* [Extracted text]
The fiscal stimulus that the industrialists and analysts were looking for was that of an immediate one through direct and indirect handouts that would help in jigging the economy. But the finance minister has refused to go the populist way, something that the Narendra Modi government has resisted through its grandstanding of the Atma Nirbhar Bharat packages through the different stages of the lockdown. The stimulus remains an indirect one. The government is willing to create financial institutions like DFI to funnel financial flows. The government itself will stick to building biological safety laboratories and virology centres.
The finance minister, who is a firm believer in economic reforms and a liberalised economy, found her hands tied, but she has held out the hope that privatisation will continue. She has announced that the government has approved the strategic disinvestment policy, though the details have not been spelt out. She seems to believe that the sale of Air India, Bharat Petroleum Corporation Ltd et al would be completed this year, and she has set the disinvestment target of Rs.1.75 lakh crores, which may be difficult to realise.
The government has tackled the troublesome issue of the non-performing assets (NPAs) of the public sector banks by announcing the setting up of the Asset Reconstruction Company and Asset Management Company, which will serve as a “bad bank”, as suggested in some quarters.
The only populist gesture with a political intent is her allocation of funds for economic corridors as part of augmenting road infrastructure in election-bound states like Tamil Nadu (Rs 1.03 lakh crores investment for 3,500 km), West Bengal (Rs 25,000 crores for 675 km), Assam (Rs 34,000 crores for 1,300 km, apart from the Rs 19,000 crores earlier allocated). But she cannot be faulted for these allocations because she was indeed looking at the bigger infrastructure push. The outlay for the ministry of road transport and highways is Rs 1,18,101 lakh crores, of which, the minister said, Rs 1,08,230 lakh crores was for capital expenditure.
The government does not seem to be too afraid of the 9.5 fiscal deficit for 2021, and it is hopeful that the deficit will be gradually reduced to 4.5 per cent by 2025-26. This looks like a realistic pathway. This would be feasible if the economy recovers its growth rate and tax and other revenues improve in the next couple of years.

* [Task requirements]
• 1. In the budget commentary, what disinvestment target did the finance minister set?
• 2. Print everything in the budget commentary from "The government does" down to "couple of years.".
• 3. Proceed with the budget commentary from where it stops.

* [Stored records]
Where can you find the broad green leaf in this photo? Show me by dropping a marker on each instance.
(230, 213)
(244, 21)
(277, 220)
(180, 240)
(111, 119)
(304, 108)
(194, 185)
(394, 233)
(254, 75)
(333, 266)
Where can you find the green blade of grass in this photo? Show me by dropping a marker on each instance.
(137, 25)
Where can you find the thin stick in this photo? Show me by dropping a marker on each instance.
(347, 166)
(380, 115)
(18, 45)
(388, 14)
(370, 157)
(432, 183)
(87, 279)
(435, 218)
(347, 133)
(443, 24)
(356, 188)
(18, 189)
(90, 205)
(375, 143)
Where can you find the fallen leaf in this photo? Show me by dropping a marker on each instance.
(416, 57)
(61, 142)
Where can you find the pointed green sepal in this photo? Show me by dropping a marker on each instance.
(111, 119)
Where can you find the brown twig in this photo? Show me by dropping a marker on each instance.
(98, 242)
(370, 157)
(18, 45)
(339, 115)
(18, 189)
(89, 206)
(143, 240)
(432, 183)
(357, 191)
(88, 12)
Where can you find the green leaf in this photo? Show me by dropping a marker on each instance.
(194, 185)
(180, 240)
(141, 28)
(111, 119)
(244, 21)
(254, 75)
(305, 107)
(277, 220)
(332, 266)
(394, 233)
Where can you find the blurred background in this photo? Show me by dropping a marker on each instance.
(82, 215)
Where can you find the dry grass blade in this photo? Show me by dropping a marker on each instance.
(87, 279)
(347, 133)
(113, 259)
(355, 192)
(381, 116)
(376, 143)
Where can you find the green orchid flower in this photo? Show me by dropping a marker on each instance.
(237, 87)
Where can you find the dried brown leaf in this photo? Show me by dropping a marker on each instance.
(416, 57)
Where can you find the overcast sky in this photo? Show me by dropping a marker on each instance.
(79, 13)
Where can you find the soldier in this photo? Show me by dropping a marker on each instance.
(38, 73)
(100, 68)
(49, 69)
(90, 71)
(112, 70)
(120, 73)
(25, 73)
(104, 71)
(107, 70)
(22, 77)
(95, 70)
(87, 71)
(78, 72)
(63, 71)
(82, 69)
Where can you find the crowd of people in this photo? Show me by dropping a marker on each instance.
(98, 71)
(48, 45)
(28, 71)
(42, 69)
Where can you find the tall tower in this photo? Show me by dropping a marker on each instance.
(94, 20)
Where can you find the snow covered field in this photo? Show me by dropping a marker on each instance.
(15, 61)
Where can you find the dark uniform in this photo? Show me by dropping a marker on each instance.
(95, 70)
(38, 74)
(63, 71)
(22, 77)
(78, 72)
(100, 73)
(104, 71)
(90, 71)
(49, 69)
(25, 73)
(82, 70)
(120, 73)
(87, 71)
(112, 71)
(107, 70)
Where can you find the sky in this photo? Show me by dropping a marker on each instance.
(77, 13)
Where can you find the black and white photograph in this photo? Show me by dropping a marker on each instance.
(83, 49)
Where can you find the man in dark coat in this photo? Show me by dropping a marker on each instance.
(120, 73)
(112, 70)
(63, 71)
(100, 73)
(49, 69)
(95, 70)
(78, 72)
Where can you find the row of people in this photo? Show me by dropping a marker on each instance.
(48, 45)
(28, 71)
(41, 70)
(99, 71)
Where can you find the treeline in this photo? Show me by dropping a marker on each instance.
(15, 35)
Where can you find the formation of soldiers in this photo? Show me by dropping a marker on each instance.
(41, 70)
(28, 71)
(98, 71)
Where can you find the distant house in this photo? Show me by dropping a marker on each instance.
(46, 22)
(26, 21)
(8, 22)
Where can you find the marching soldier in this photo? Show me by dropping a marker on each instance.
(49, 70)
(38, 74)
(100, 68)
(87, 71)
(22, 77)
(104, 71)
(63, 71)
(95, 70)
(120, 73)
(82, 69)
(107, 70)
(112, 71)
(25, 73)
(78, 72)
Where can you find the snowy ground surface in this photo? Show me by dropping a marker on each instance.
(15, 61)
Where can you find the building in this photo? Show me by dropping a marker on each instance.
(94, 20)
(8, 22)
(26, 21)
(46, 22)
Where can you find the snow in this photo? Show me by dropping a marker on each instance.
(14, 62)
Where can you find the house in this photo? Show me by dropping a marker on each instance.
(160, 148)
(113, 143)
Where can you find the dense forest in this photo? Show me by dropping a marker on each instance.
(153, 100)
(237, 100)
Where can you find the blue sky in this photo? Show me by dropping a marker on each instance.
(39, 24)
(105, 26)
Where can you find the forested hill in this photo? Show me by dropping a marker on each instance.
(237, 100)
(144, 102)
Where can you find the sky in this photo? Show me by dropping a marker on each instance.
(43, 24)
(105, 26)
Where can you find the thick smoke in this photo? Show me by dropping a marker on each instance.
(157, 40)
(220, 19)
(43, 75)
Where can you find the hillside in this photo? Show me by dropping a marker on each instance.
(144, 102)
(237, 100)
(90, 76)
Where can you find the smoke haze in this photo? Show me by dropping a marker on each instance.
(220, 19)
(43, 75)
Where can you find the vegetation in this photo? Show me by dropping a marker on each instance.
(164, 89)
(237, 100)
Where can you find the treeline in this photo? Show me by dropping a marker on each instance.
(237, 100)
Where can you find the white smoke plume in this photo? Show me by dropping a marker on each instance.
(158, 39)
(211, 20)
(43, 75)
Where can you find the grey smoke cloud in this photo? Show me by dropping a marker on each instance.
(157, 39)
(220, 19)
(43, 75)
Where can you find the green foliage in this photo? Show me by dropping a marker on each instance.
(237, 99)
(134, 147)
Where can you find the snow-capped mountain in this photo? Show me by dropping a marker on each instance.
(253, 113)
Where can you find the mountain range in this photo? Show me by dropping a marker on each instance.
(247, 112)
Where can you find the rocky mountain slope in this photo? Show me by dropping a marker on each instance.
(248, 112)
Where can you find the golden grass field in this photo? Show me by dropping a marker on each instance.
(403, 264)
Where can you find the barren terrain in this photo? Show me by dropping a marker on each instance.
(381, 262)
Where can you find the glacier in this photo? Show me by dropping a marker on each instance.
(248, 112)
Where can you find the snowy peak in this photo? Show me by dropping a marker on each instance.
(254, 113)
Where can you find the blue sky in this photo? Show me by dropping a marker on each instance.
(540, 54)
* * *
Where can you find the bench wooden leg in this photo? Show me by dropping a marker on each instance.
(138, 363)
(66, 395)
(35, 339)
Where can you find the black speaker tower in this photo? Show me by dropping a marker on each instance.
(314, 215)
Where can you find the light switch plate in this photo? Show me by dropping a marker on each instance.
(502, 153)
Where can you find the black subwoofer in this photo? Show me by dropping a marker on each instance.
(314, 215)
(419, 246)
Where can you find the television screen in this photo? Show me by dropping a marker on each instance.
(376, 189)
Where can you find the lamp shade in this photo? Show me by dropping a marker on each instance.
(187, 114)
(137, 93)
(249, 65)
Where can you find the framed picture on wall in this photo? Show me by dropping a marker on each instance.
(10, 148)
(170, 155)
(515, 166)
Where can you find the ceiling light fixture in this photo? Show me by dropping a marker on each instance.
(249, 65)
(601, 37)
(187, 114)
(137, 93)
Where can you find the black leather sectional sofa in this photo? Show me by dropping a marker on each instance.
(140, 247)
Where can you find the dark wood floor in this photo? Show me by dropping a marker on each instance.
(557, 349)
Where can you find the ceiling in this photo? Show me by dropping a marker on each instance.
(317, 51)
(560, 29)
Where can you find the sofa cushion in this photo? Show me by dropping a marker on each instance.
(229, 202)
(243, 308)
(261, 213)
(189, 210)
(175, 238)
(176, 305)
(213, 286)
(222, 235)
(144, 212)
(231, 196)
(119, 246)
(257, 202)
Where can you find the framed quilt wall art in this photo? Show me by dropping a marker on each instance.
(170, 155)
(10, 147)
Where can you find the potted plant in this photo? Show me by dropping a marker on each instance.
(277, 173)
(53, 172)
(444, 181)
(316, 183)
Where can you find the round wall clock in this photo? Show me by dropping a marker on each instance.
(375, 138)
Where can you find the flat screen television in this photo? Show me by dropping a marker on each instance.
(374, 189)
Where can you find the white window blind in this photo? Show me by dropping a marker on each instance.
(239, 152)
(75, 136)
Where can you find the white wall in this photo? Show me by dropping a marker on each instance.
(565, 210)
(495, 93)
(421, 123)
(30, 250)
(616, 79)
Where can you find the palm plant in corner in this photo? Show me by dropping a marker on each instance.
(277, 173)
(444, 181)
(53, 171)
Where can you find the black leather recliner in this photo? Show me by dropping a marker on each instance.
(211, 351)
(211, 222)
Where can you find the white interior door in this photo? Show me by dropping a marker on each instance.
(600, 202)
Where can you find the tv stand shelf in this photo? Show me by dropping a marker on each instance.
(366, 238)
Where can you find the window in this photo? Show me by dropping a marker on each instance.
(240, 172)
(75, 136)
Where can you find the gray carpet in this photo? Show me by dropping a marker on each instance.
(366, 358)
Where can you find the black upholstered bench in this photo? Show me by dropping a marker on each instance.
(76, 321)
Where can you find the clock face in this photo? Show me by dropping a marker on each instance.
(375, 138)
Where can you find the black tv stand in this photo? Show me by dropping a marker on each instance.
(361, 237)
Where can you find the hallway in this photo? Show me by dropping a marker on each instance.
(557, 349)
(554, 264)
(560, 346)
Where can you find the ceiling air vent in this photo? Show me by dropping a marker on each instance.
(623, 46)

* [Responses for each task]
• 1. Rs.1.75 lakh crores.

• 2.
The government does not seem to be too afraid of the 9.5 fiscal deficit for 2021, and it is hopeful that the deficit will be gradually reduced to 4.5 per cent by 2025-26. This looks like a realistic pathway. This would be feasible if the economy recovers its growth rate and tax and other revenues improve in the next couple of years.

• 3.
The vague hope entertained by the Narendra Modi government, especially by Prime Minister Modi himself, that India will become a prime player in the world economy in the post-Covid-19 situation may not work out though it is no fault of the Prime Minister’s optimism. India is not yet an economic engine of growth globally as China is, and there are many things to be sorted out in the domestic market. The major issue is that of reviving competition. And that seems to be a steep climb back. There are only a few big players in the private sector, and while the government may deny all the charges of encouraging “crony capitalism”, the main issue is that economic vibrancy will not be restored without real competition. The “Start Up India” programme was supposed to create competition, but the success of “Start Up India” has been lukewarm.
The suspicion lingers that the government is only too keen to be helming the economy and that the private sector is equally content to play second fiddle to the government. The dreams of a free market economy have now receded that much because of Covid-19. The government can justifiably retort that it has been forced to be in the driver’s seat and that it will have to do the job. Mr Modi will be only too happy to set targets for every sector in the economy!
The private sector can continue to remain passive and follow the goals set by the government, and we can abandon all our dreams of a liberalised economy! Or, the private sector can clinch the initiative, and entrepreneurs can step out and set up businesses and create jobs. India can get back to a high growth trajectory only in conditions of a market economy, and only if the private sector plays a major role.